Task to complete:
Collect each line of the records containing the string "left".
* * * *
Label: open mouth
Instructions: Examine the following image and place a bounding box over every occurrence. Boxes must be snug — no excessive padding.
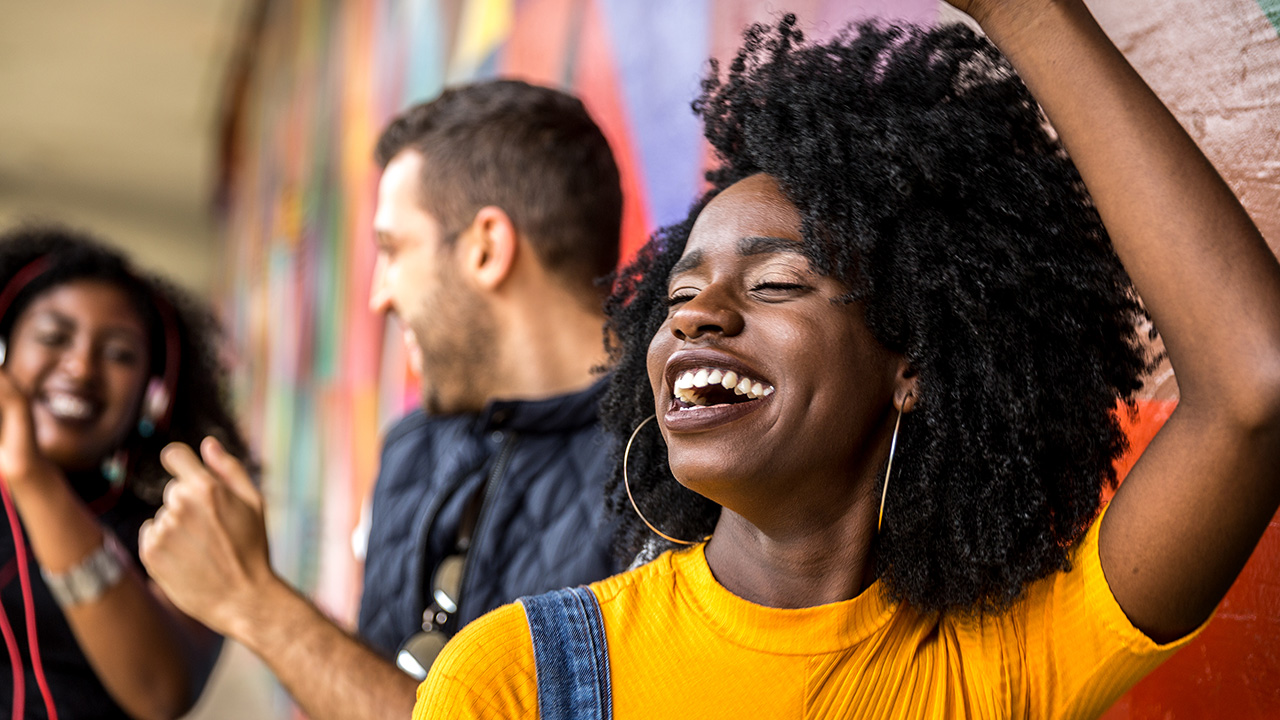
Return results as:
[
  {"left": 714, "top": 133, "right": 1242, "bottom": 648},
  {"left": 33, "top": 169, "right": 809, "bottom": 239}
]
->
* * * *
Output below:
  {"left": 714, "top": 133, "right": 1242, "bottom": 648},
  {"left": 33, "top": 169, "right": 809, "bottom": 239}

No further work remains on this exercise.